_Source text_.
● ● ● ● ● ● ●
Identification of the framework and circumstances under which certain issues might be taken up is one way of taking the initiative in negotiations with North Korea; however, such approaches must also recognize the legitimacy of aspects of the North Korean negotiating agenda if they are to have any real prospect of success. Such a process may require the simultaneous limiting of North Korean alternatives to negotiation and the offering of political or economic inducements sufficient to overcome North Korean resistance to coming to the negotiation table. The structure and timing of such inducements, however, may be controversial if they appear to be the result of North Korean blackmail or if they appear to reward North Korea for utilizing crisis-oriented tactics necessary as part of North Korea’s own strategy for controlling the agenda. At the same time, it is necessary to impose clear penalties on North Korea that effectively limit attempts to pursue crisis-oriented alternatives to negotiated cooperation.

Signal negotiating objectives, but don’t overinvest in them, or the price for North Korean cooperation may be inflated: The higher priority an item appears to be on the U.S. agenda, the higher the price likely to be demanded by North Korean negotiators on a particular issue. For instance, the extraordinary public focus and attention given to North Korea’s nuclear weapons program provided Pyongyang with an opportunity to expand its leverage in negotiations with the United States; even the prospect and implications of the DPRK’s own collapse have been used as negotiating leverage. Downplaying priorities while continuing to seek quiet progress may be a more effective strategy for gaining cooperation. Examples include DPRK cooperation on POW/MIA issues and DPRK cooperation with the Department of Energy on storage of nuclear fuel rods.

By the same token, the content of agreements and expectations for implementation must be precisely defined since ambiguities will be subject to challenge. While American negotiators have noted that North Korean counterparts will keep agreements, it is often the case that obligations are interpreted by the North Korean side as narrowly as possible, particularly in the absence of a “friendship” relationship, adhering to the letter of the law and otherwise challenging both the spirit and terms of implementation of specific agreements.
● ● ● ● ● ● ●
_Task set_.
1. Retype the passage on negotiating with North Korea word for word, beginning at the words "Signal negotiating objectives, but" and stopping after the words "nuclear fuel rods.".
2. Summarize the passage on negotiating with North Korea in two sentences.
The lines after this point are not needed.

(Raw records)
● ● ● ● ● ● ●
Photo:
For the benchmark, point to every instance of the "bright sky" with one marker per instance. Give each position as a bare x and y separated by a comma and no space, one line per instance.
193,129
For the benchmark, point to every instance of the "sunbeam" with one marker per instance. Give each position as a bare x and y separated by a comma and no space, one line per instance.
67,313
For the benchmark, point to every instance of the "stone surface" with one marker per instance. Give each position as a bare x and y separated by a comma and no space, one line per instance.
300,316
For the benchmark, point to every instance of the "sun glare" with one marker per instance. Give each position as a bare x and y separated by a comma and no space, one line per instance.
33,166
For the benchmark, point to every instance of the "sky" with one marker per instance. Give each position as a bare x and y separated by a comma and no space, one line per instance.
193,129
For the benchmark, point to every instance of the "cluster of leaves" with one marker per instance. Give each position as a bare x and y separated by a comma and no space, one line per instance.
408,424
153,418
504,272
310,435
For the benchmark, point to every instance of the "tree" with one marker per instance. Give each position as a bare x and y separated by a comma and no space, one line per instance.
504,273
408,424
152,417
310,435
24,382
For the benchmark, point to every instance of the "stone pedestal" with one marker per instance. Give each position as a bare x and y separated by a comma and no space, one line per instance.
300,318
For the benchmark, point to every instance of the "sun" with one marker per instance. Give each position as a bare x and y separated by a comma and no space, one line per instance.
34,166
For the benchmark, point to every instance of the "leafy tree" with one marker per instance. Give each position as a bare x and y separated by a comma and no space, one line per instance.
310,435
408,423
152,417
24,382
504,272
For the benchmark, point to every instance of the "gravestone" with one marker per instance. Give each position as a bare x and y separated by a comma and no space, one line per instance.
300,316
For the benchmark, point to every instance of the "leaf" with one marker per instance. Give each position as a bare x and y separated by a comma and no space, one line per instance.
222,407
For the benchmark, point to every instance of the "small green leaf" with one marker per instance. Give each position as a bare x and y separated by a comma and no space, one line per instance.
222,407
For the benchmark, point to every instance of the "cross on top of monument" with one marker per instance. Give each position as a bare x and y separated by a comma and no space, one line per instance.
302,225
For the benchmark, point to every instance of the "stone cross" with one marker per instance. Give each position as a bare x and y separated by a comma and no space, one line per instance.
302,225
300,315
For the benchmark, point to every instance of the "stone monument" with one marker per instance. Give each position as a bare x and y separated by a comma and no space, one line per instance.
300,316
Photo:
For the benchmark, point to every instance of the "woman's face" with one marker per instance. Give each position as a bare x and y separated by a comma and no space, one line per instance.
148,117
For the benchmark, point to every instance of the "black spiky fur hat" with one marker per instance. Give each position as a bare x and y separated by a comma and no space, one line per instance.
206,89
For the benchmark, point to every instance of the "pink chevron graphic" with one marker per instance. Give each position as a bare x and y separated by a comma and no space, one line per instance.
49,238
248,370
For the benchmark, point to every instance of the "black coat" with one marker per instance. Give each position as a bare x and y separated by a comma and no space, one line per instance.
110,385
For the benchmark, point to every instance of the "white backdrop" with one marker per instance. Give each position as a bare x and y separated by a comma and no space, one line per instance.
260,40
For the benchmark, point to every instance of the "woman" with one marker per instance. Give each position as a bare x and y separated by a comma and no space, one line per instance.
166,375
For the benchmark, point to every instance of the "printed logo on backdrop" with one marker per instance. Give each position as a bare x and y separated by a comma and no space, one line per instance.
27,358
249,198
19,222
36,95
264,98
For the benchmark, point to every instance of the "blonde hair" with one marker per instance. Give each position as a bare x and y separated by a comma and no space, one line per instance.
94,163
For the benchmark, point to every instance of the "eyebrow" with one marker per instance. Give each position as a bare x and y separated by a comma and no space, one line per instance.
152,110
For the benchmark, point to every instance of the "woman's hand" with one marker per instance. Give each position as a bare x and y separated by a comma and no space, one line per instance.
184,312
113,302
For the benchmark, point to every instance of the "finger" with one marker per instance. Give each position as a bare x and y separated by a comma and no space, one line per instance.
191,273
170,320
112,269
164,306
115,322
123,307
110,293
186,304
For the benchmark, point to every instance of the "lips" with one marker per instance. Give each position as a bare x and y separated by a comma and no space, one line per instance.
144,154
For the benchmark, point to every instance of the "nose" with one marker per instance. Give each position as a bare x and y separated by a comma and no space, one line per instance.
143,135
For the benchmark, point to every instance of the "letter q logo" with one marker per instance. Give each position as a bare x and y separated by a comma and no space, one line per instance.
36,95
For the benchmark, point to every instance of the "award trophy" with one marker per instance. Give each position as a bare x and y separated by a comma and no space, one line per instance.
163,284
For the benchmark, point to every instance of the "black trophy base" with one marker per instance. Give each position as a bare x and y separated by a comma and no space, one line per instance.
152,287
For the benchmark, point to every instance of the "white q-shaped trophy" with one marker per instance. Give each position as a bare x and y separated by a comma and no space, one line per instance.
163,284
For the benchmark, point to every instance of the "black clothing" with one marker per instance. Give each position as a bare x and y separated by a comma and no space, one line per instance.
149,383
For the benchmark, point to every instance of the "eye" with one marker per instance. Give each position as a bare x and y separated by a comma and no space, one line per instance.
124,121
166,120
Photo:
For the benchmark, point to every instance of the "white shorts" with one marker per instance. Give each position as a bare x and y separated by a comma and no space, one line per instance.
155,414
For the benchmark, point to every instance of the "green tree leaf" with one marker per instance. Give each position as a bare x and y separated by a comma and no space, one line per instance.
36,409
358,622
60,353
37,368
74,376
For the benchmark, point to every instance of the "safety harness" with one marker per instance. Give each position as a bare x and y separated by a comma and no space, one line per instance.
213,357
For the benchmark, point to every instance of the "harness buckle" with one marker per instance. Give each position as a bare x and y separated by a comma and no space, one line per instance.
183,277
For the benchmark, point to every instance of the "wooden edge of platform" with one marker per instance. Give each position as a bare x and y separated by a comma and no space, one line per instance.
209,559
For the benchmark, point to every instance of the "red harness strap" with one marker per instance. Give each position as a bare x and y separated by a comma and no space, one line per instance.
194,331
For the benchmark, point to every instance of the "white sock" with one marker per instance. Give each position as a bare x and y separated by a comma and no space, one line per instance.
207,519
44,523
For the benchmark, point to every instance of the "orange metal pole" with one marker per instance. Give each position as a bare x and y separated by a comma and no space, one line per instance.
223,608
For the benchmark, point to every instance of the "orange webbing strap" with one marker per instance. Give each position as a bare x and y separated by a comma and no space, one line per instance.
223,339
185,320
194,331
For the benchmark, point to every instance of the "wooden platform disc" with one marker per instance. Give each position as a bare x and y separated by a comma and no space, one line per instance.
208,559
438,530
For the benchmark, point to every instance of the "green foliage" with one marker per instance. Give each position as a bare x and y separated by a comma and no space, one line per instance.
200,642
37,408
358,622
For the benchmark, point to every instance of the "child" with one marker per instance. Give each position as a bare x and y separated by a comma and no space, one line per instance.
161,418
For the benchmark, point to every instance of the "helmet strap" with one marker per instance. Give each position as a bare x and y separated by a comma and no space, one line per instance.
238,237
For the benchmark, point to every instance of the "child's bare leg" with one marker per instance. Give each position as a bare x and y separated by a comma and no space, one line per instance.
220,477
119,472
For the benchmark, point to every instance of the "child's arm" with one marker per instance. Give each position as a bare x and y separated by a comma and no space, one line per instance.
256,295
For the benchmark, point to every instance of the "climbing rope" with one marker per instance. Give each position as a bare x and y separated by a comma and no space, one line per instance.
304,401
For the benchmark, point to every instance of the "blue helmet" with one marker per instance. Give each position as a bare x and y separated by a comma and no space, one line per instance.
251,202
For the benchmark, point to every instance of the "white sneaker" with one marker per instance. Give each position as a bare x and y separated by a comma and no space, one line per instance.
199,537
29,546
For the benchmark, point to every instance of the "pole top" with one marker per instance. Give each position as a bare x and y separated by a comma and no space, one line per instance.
● ● ● ● ● ● ●
_Correct answers_.
1.
Signal negotiating objectives, but don’t overinvest in them, or the price for North Korean cooperation may be inflated: The higher priority an item appears to be on the U.S. agenda, the higher the price likely to be demanded by North Korean negotiators on a particular issue. For instance, the extraordinary public focus and attention given to North Korea’s nuclear weapons program provided Pyongyang with an opportunity to expand its leverage in negotiations with the United States; even the prospect and implications of the DPRK’s own collapse have been used as negotiating leverage. Downplaying priorities while continuing to seek quiet progress may be a more effective strategy for gaining cooperation. Examples include DPRK cooperation on POW/MIA issues and DPRK cooperation with the Department of Energy on storage of nuclear fuel rods.

2. Negotiating with North Korea means recognizing the legitimacy of parts of its agenda and offering inducements while imposing clear penalties that limit crisis-oriented tactics, though such inducements can be controversial if they seem to reward blackmail. The United States should also avoid overinvesting in its objectives, since a higher apparent priority raises the price North Korea demands, and it should define agreements precisely because North Korea tends to interpret its obligations as narrowly as possible.